Set of tasks:
a. Translate this sentence from the passage on List's economic thought into Spanish: "He is in favor of industrialization and technical progress, but considers them not as an aim in themselves but rather as a means of supporting the process of civilization."
b. According to the passage on List's economic thought, in what year was Outlines of American Political Economy published?
c. List every work by List that the passage on List's economic thought names.

Document passage:
List’s sharp critique of Smith and Say for having omitted this intermediate layer of the nation is already con­tained in his Outlines of American Political Economy, published in 1827 amid his partici­pation in the economic policy debates in the United States (List 1827 [1996]).

The National System can be seen as an important precursor to the German Historical Schools (Rieter 2002: 140-41) owing to List’s conviction that the economic policy strategy for a specific country can only be chosen adequately when bearing in mind the development stage of that country. In the German debate he thus introduces the notion of the temporal and spatial relativity of economic policy recommendations, a concept which would become crucial for the German approach of “Nationalokonomie” (inci­dentally a name substantially inspired by the title of List’s book) in the second half of the nineteenth century.

According to List, the level of a nation’s economic development is characterized not only by its varying wealth but also by different stages of development or civilization, beginning with “original barbarism” and culminating, after several intermediate steps, in an interconnected “agricultural-manufacturing-commercial condition” - concepts already contained in his earlier work The Natural System of Political Economy (List 1837 [1983]). Opposed to the policy recommendation of Ricardo’s famous wine-and-cloth example, List underscores that if the wine-producing nation indeed happens to specialize in agriculture, its stage of development and particularly its power will remain low, resulting in a depend­ency (especially in military terms) on the industrialized nations.

The essential issue in List’s view is that the catch-up of the agricultural nation will not take place automatically, but will need temporary protection: only after it has reached a comparable stage of civilization vis-a-vis the non-agricultural country can it be opened to free trade for the mutual benefit of all. He is in favor of industrialization and technical progress, but considers them not as an aim in themselves but rather as a means of supporting the process of civilization.

(Saved entries)
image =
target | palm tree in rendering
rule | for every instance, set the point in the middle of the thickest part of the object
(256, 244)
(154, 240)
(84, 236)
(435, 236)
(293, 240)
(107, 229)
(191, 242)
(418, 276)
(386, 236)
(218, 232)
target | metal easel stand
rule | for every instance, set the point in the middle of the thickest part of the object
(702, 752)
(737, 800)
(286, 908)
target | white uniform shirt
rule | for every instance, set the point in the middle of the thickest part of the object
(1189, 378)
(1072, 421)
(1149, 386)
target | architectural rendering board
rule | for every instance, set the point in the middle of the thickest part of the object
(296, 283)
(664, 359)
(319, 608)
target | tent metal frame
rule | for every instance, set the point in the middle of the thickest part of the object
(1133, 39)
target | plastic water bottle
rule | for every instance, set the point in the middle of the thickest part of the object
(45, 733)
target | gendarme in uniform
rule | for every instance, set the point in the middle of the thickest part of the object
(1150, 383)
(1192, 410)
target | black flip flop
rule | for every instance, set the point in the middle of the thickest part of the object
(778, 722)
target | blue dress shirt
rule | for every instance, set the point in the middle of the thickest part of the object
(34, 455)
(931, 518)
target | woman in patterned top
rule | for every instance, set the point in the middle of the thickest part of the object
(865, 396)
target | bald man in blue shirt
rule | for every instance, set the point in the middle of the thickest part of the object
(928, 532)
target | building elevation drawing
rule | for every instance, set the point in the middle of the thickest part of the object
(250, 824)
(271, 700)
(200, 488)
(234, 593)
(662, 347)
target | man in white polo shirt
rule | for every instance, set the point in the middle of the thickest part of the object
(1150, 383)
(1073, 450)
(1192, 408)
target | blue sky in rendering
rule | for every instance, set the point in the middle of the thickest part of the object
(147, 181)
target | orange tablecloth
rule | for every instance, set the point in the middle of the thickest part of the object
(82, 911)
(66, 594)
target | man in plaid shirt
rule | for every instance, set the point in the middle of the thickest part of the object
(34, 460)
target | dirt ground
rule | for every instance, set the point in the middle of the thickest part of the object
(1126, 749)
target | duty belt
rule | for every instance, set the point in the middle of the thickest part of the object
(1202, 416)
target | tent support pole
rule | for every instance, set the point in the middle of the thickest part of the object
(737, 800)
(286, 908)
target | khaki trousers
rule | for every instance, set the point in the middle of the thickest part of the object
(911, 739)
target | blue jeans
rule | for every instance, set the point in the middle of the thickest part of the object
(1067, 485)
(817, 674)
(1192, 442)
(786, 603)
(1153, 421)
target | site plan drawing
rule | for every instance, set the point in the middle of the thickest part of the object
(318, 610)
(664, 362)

Answers provided:
a. Está a favor de la industrialización y del progreso técnico, pero no los considera un fin en sí mismos, sino más bien un medio para apoyar el proceso de civilización.

b. 1827

c.
Outlines of American Political Economy
The National System
The Natural System of Political Economy